Leave every entry as it is and write the data out in full.

(Saved data entries)

= Beginning of Section =

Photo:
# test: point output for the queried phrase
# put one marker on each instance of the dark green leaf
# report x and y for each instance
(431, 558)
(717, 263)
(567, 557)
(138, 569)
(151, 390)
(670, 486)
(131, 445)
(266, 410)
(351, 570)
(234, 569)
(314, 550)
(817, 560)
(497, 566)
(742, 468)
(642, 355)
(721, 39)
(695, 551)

= End of Section =

- SOLUTION TO THE EXERCISE
Photo:
# test: point output for the queried phrase
# put one marker on each instance of the dark green leaf
# report x and y for each instance
(431, 558)
(717, 263)
(567, 557)
(138, 569)
(151, 390)
(670, 486)
(131, 445)
(266, 410)
(351, 570)
(234, 569)
(314, 550)
(817, 560)
(497, 566)
(742, 468)
(642, 355)
(721, 39)
(695, 551)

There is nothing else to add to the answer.